## Task brief
Rewrite every row below, replacing "set one pin" with "place one marker" and keeping everything else unchanged. Omit the pictures from the output.

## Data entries
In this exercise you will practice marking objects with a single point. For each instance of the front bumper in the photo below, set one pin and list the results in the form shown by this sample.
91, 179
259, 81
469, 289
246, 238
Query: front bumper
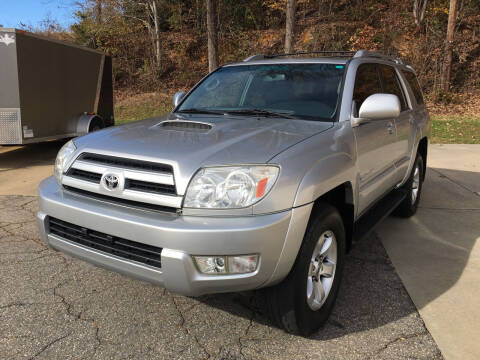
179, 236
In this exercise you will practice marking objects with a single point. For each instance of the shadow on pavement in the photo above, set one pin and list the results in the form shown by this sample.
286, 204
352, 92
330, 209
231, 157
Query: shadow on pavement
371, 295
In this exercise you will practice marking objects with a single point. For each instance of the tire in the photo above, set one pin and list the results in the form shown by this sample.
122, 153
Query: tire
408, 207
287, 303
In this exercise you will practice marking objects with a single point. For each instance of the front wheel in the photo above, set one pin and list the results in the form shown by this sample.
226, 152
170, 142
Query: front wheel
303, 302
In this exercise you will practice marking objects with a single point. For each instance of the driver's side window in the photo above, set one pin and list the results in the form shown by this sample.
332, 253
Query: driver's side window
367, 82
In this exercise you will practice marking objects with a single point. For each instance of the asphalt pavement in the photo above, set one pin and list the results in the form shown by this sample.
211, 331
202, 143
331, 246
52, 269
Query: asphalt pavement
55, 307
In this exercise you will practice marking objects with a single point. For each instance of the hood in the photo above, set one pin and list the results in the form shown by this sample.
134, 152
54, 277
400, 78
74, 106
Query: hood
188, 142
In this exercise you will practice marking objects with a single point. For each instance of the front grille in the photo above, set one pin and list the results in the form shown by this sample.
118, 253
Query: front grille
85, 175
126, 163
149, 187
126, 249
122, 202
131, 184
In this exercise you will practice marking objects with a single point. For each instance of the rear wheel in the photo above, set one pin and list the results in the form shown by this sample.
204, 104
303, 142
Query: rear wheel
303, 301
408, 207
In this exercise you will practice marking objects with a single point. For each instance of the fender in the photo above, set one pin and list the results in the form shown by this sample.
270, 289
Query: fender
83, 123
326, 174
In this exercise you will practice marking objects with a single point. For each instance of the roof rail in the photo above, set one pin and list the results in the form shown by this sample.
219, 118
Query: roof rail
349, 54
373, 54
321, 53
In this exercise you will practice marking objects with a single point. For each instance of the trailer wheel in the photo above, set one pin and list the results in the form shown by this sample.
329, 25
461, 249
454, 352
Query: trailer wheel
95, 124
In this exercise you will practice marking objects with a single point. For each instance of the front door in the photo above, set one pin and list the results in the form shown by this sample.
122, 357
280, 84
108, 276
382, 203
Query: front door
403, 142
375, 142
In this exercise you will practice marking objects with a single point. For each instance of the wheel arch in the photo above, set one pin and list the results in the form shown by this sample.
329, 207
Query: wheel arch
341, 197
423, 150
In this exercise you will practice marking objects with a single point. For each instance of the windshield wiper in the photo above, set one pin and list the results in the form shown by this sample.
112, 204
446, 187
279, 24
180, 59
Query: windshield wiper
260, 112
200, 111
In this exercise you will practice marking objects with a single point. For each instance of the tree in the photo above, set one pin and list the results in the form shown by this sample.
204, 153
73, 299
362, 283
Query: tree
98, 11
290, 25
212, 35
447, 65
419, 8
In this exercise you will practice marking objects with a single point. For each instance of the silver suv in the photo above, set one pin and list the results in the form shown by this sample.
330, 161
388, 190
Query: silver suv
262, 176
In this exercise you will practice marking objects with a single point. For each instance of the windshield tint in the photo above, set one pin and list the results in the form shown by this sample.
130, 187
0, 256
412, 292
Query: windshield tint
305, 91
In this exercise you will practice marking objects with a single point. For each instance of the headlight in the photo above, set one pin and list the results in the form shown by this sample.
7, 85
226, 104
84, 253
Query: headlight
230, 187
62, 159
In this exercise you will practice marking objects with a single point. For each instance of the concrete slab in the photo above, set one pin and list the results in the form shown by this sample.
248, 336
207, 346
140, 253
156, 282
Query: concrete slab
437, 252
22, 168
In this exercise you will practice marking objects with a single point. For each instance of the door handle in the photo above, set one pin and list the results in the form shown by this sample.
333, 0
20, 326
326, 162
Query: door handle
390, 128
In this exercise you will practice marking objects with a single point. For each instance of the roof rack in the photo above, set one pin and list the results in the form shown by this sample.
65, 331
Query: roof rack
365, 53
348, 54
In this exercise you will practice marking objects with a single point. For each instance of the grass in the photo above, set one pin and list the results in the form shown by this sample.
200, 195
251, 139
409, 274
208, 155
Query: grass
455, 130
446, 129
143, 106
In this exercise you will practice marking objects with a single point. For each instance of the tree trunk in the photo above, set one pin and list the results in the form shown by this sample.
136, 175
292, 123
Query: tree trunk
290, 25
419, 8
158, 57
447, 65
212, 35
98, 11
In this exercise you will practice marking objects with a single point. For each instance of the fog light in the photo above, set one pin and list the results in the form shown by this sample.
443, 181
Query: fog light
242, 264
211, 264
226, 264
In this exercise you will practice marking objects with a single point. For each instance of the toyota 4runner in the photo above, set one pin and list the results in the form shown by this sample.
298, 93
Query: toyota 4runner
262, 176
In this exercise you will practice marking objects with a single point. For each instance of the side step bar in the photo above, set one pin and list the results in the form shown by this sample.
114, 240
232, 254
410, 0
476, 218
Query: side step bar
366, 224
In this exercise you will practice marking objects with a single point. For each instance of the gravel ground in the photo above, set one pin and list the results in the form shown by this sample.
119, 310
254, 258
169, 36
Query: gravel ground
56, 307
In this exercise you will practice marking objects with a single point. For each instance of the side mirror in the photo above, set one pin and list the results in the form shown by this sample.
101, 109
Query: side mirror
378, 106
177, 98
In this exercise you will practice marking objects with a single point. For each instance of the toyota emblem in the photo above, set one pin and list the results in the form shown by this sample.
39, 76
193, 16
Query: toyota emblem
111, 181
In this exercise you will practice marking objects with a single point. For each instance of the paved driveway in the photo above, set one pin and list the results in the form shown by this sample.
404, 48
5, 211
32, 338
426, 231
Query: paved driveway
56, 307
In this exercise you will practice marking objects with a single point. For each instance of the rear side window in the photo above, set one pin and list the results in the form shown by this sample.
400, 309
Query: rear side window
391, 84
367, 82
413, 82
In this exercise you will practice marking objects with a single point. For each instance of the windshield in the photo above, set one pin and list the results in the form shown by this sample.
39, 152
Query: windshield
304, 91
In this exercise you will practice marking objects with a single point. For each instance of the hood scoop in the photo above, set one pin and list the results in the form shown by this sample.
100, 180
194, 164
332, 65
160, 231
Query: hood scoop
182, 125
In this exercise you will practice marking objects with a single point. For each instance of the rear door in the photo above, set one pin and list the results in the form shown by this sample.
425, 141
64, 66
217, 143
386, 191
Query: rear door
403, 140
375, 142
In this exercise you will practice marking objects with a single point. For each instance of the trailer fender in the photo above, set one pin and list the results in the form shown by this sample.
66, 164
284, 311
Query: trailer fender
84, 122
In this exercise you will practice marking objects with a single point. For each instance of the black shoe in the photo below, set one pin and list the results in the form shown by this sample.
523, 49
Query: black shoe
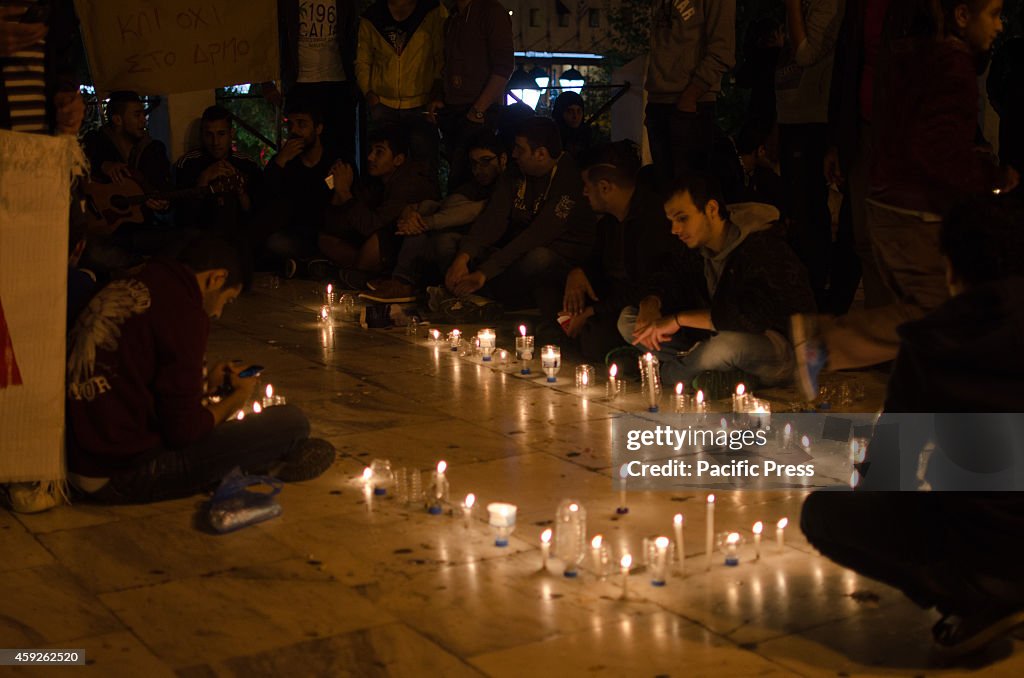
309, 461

## Solution
In this exercise you will practice marking objects with a single point. For each instance of the front bumper in the photo below, place one marker and list the results in the form shown by this sample.
91, 179
259, 81
469, 289
246, 238
Query: front bumper
179, 236
In this exercise you will practice marking objects with a single point. For each instance of the shadow on pavement in the photo above, place one marker and list the results in the form shown by this sample.
286, 204
352, 92
330, 209
231, 157
Query: shadow on pavement
371, 295
In this exercise you will practice marking objects with a single point. For each instance of the tire in the photo above, place one marker and list the results in the form shown by this sample.
122, 153
Query: tire
408, 207
287, 303
In this exercise you will practice marking objects with a single point. For each instance of the front wheel in the photo above, place one marker and list the results in the form shown by this sample.
226, 152
170, 142
Query: front wheel
303, 302
In this exercise you will practice marking objects with a single point. For each instance of the driver's side window in the photo above, place one marker and list the results in the form shown by this sample.
332, 253
Query: driver's side window
367, 82
In this exercise you will practice marking objects with a single point. For each instance of the asphalt pavement in the photo above, place one marker and list the results in the form shown by this sample.
211, 331
202, 143
331, 246
52, 269
Query: asphalt pavement
55, 307
In this exercise you will practice marking objects with a single point. For each instance of the hood in the photo above, place one marker and list the results in the form shown by this sample.
134, 152
54, 277
400, 78
74, 106
Query: hood
188, 142
In this exercise you will practice marking objects with a single point. For each instance of the front grille in the photo above, place one marker and list the results in the form shown by this sample.
118, 253
Query: front grille
85, 175
126, 163
149, 187
126, 249
122, 202
131, 184
In this exercise you will practice marking objects with a single point. For each instance of the rear wheel in the photo above, place one marker and list the results in the form shown by this sample.
204, 104
303, 142
Query: rear wheel
303, 301
408, 207
In this exercise you will practice marking objects with a single point. For each instance of the fender in the photo above, place one marker and list the results in the form shown by this sample.
270, 289
Query: fender
83, 123
326, 174
In this exercise you will practice marking objects with a single point. For each instance of the roof rail in the photo above, place one marker and list the results in the form shown by this sample.
219, 118
Query: roof rail
349, 54
373, 54
321, 53
In this exercise you will practice marking objects with a single point. For each instance of the trailer wheel in the photo above, place one marker and list the results in the form shown by this sample.
329, 25
461, 249
454, 352
Query: trailer wheel
95, 124
In this exercise you will practice marking objects with a single point. For each instance of the front door in the photo above, place one marker and list the results in the form shown by this sample.
122, 357
280, 84
108, 276
382, 203
Query: front door
403, 142
375, 142
In this exercise you will practice marking objects with a single point. For each instance of the wheel arch in the photo above, place one marker and list the results in the form shown by this sample.
329, 207
Query: wheel arch
341, 197
423, 150
In this exercise you will practice marking objects with a single point. For each instance of the windshield wiper in the photo above, place one marker and list the results in the form shown by this sample.
112, 204
446, 187
279, 24
180, 59
Query: windshield wiper
260, 112
200, 111
In this exercise you will practice marking objects with a single point. For each instance of the tree in the photo above, place one marker and list the results in the form shown by this sample.
204, 153
73, 299
362, 283
Query: tree
98, 11
290, 25
212, 35
447, 65
419, 8
In this exercise you will practice marking objects with a single point. For each instance of the silver suv in the photo above, place one marker and list the results in the form shown by this sample.
330, 161
388, 190
Query: silver suv
262, 176
In this exercise you will practice marking objects with a single point. For each instance of the windshield tint in the photo above, place one marker and list the results in the form shown by this sample.
130, 187
0, 256
412, 292
Query: windshield tint
305, 91
In this exercise you will practice marking objects with a single point. For each instance of the headlight in the photo above, place one marker and list the results in the form shown by this sample.
7, 85
226, 104
84, 253
Query: headlight
230, 187
62, 159
In this exercise you will practice marking objects with a single point. For each instance of the concrete slab in the photo above, place one marker and list the results in the form shown by this sample.
248, 336
207, 346
140, 253
156, 282
Query: concrete slab
437, 252
22, 168
In this exercise you will practice marking objects with a single point. For each instance of the door handle in the photo above, place one marker and list the results in the form shown by this sample.
333, 0
20, 326
326, 162
Query: door handle
390, 128
In this exercise you will practice marking objects with a single point. For each instance of the roof rack in the photo above, place one marker and list the results in the form shown by this sample.
65, 331
Query: roof rack
365, 53
348, 54
In this exercise you will practice marking objects with a single point. For each instance of the grass in the photo above, place one marker and list the results in the form shown by this sample.
200, 195
251, 139
409, 274
208, 155
Query: grass
455, 130
446, 129
143, 106
In this exercise you will practice marking objects with a single point. For each instance of the tree trunk in the photo above, place one marker and list the results in the form shown by this sample.
136, 175
292, 123
Query: tree trunk
290, 25
419, 8
158, 57
447, 65
212, 35
98, 11
In this exercise you will practice marking objects with a single point. For each instance of the fog light in the photo above, place one marker and list the results in the form shown by this sample.
443, 181
Query: fog light
242, 264
211, 264
226, 264
In this exercise you will practice marking objects with a single point. For each instance of the toyota 4runner in the photo above, place one marker and list the results in the form shown by this sample.
298, 93
Query: toyota 4runner
262, 176
In this exercise you will practice marking objects with a single point. For each instance of the side step bar in the photo above, place one marker and list the results in the form shown by this sample.
114, 240
232, 254
410, 0
476, 218
Query: side step bar
366, 224
In this exercise you will practice marking objects with a single point. For each instance of the gravel ground in the photo above, place one marker and list the results in the form shown by this sample.
119, 310
254, 258
169, 36
Query: gravel ground
56, 307
In this exercise you will practice marking objects with a single point. For each instance of the side mirror in the photo above, place one marker and list the results in the form shown by this sample.
101, 109
Query: side mirror
378, 106
177, 98
In this exercise you will practice marking objects with a single point. For each instance of the toyota emblem in the photo above, place one marker and list the results in the form shown by this sample.
39, 76
193, 16
Query: toyota emblem
111, 181
In this exercise you will practice marking objects with a single point. For each instance of the paved driveway in the photo above, place one marker and list the results in the form shown by this sample.
404, 48
5, 211
32, 338
426, 231
Query: paved driveway
56, 307
In this exercise you will practice marking objects with a single point. For each instance of the rear side window in the photo above, place one marker and list the results in the form shown by this sample.
400, 309
Query: rear side window
391, 84
367, 82
413, 82
In this exercise you will practice marking objects with a single point. For each instance of the windshield in the photo above, place one marker and list the results in the form shown by this sample.
39, 152
Query: windshield
304, 91
In this exercise you will practice marking objects with a single point. For each instance of the hood scoop in the photo above, place one marker and list the results in the form shown by this sample.
100, 180
194, 164
332, 65
160, 231
Query: hood scoop
182, 125
In this exercise you will practice marking objects with a single point. For each instance of the rear door in the photo above, place one marker and list the results in the form shown by this sample.
425, 141
64, 66
217, 143
386, 191
Query: rear door
403, 140
375, 142
In this exercise you will practice marking objects with a single point. For each instance of the trailer fender in the photo above, place one marker and list the results in the form shown by this sample.
66, 164
284, 311
Query: trailer fender
84, 122
In this exercise you will practice marking objects with a single point. For each instance of the black shoe in the photo below, place one marker and list the results in the form shown by this sample.
523, 49
Query: black shoe
309, 461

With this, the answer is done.